_Instructions for the task_: From the first line to the last, give the data again exactly.

***** Information

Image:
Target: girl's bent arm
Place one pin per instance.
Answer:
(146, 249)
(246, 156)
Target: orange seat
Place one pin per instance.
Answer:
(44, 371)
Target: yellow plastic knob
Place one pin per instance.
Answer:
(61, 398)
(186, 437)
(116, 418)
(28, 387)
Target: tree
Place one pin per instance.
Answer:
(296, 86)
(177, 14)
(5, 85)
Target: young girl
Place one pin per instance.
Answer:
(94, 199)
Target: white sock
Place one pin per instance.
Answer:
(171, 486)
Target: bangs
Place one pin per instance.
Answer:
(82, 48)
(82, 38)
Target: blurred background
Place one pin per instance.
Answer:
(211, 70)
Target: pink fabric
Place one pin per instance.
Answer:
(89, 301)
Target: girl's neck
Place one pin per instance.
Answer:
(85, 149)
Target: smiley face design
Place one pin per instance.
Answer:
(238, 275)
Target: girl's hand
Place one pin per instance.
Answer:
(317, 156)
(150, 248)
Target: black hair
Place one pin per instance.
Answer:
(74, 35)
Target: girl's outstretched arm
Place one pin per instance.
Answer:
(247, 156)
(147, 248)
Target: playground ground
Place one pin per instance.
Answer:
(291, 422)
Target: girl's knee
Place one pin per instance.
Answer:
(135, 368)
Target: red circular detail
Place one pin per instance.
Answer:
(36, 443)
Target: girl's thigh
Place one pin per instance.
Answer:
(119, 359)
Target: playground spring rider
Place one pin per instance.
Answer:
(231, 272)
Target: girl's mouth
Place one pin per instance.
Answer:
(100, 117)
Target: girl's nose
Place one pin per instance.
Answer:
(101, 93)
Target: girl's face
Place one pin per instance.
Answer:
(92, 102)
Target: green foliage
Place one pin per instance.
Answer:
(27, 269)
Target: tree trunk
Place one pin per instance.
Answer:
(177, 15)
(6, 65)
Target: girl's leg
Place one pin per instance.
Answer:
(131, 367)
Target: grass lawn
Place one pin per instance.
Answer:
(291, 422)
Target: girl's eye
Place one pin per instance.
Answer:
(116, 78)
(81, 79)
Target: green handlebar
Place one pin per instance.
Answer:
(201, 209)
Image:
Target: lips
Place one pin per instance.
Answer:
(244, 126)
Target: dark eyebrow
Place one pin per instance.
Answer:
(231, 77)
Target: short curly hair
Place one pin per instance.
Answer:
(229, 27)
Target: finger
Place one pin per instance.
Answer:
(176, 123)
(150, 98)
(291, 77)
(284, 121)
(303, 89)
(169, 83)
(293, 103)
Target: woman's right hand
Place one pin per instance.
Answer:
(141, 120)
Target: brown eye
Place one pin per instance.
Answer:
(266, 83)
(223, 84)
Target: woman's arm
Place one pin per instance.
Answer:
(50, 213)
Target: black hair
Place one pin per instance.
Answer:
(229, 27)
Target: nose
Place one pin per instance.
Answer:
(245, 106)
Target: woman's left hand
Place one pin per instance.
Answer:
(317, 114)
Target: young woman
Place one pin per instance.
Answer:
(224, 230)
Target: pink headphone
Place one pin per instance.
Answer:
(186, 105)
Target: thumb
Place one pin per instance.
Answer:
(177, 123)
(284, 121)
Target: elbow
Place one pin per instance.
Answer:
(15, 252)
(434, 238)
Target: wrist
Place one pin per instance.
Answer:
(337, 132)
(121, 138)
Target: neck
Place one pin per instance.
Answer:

**********

_Finished task_:
Image:
Target: girl's bent arm
Place one pin per instance.
Answer:
(146, 249)
(246, 156)
Target: orange seat
Place one pin per instance.
Answer:
(44, 371)
Target: yellow plastic knob
Place one pin per instance.
Answer:
(61, 398)
(186, 437)
(116, 418)
(28, 387)
Target: tree
Place one pin per instance.
Answer:
(296, 86)
(177, 14)
(5, 85)
Target: young girl
Place one pin per instance.
Answer:
(94, 199)
Target: white sock
Place one pin per instance.
Answer:
(171, 486)
Target: bangs
Place one pin per instance.
Answer:
(82, 48)
(82, 38)
Target: blurred background
Place one pin per instance.
Answer:
(211, 70)
Target: pink fabric
Place one pin per instance.
Answer:
(89, 301)
Target: girl's neck
Place one pin per instance.
Answer:
(85, 149)
Target: smiley face design
Place one pin per instance.
Answer:
(238, 275)
Target: girl's hand
Place one pin per instance.
Answer:
(317, 156)
(150, 248)
Target: black hair
Place one pin per instance.
Answer:
(74, 35)
Target: girl's outstretched arm
Place one pin per instance.
Answer:
(247, 156)
(147, 248)
Target: playground ground
Place one pin per instance.
Answer:
(291, 422)
Target: girl's knee
Place one pin per instance.
Answer:
(135, 368)
Target: red circular detail
Place one pin per instance.
Answer:
(36, 443)
Target: girl's thigh
Place one pin per instance.
Answer:
(119, 359)
Target: playground spring rider
Place one pin per instance.
Answer:
(231, 272)
Target: girl's mouth
Place one pin per instance.
Answer:
(100, 117)
Target: girl's nose
Place one pin per instance.
Answer:
(101, 93)
Target: girl's face
Place one pin per instance.
Answer:
(92, 102)
Target: green foliage
Place one pin per instance.
Answer:
(27, 269)
Target: tree trunk
Place one pin per instance.
Answer:
(177, 15)
(6, 65)
Target: girl's leg
Place one pin per instance.
Answer:
(131, 367)
Target: grass lawn
Place one pin per instance.
Answer:
(291, 422)
Target: girl's eye
Place one pin per instance.
Answer:
(116, 78)
(81, 79)
Target: green handlebar
Place one pin per instance.
Answer:
(201, 209)
Image:
Target: lips
Place one pin per instance.
Answer:
(244, 126)
Target: dark eyebrow
Place one pin per instance.
Answer:
(231, 77)
Target: short curly hair
Place one pin per instance.
Answer:
(229, 27)
Target: finger
Place one pin per instance.
Answer:
(176, 123)
(150, 98)
(291, 77)
(284, 121)
(303, 89)
(169, 83)
(293, 103)
Target: woman's right hand
Place one pin per instance.
Answer:
(141, 120)
Target: brown eye
Place one pin per instance.
Answer:
(266, 83)
(223, 84)
Target: woman's arm
Place one pin per instance.
Answer:
(50, 213)
Target: black hair
Place one pin per instance.
Answer:
(229, 27)
Target: nose
Place one pin per instance.
Answer:
(245, 106)
Target: woman's left hand
Place one pin per instance.
Answer:
(317, 114)
Target: young woman
Place one pin per instance.
Answer:
(224, 230)
Target: pink headphone
Place one pin per instance.
Answer:
(186, 105)
Target: thumb
Place one pin per instance.
Answer:
(177, 123)
(284, 121)
Target: elbow
Place one pin per instance.
Answer:
(15, 252)
(434, 238)
Target: wrist
Place one pin per instance.
Answer:
(337, 132)
(121, 138)
Target: neck
Place one pin per instance.
Answer:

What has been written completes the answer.